◆ **DIRECTIONS**: Beginning with the line containing "Target: green foliage background" and ending with the last line of the records, set down every line exactly.

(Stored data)
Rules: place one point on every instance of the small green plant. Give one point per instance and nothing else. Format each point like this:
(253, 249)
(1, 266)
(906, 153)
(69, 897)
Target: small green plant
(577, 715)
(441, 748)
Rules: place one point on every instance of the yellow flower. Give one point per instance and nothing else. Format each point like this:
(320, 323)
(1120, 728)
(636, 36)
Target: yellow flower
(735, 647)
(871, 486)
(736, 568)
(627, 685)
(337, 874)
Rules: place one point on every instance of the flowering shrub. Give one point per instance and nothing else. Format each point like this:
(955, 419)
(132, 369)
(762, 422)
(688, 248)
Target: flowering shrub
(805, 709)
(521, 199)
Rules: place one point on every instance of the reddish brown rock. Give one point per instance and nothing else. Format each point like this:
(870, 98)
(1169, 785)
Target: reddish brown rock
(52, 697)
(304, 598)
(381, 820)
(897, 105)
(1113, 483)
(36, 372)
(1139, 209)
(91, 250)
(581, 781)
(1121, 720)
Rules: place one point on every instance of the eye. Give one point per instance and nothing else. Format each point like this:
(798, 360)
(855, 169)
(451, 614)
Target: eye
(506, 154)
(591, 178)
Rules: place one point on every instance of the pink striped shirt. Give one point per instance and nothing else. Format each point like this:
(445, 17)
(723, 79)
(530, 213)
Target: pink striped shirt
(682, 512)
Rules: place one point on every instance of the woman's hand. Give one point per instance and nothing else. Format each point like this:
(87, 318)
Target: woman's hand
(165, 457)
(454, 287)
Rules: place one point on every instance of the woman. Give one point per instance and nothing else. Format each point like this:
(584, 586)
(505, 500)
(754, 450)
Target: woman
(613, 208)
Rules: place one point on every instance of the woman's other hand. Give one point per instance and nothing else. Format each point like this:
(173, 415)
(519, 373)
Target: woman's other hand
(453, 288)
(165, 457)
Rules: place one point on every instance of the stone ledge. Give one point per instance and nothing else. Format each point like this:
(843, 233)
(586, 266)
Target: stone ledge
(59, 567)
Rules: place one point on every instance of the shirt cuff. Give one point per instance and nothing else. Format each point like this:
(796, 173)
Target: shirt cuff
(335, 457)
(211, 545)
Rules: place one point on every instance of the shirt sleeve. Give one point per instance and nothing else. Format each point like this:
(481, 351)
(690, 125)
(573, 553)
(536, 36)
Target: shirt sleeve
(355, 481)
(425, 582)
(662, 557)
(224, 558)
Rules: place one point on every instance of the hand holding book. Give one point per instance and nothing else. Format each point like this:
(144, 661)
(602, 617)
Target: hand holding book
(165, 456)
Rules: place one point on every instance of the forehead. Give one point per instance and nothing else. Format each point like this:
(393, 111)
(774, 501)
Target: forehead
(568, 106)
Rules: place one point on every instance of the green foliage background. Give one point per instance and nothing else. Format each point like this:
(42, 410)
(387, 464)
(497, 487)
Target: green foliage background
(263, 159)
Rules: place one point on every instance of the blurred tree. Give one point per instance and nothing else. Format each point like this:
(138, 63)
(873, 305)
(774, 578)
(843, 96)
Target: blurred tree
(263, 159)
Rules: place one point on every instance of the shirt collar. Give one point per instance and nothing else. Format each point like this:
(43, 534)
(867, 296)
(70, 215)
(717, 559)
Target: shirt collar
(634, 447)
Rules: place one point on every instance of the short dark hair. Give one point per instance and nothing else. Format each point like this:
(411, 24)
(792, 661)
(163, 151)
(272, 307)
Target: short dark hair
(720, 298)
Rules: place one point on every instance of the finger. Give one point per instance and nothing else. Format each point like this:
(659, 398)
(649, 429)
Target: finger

◆ **RESULT OF THE EXERCISE**:
Target: green foliage background
(263, 159)
Rules: place one point on every instance of the blurred tree. Give one point per instance and nothing else. Format each point like this:
(138, 63)
(873, 305)
(774, 578)
(843, 96)
Target: blurred tree
(263, 159)
Rules: place one point on every instance of the shirt collar. Give one point per instance and nothing else. Format each point like this:
(43, 534)
(867, 296)
(70, 215)
(717, 559)
Target: shirt collar
(634, 447)
Rules: place one point on every instance of the short dark hair. Give one point per instance and nothing else. Format each point like this:
(411, 24)
(792, 661)
(163, 151)
(272, 307)
Target: short dark hair
(720, 298)
Rules: place one point on every instance of the finger. Give one point per instance and nothing else. Format each point like this:
(659, 398)
(649, 429)
Target: finger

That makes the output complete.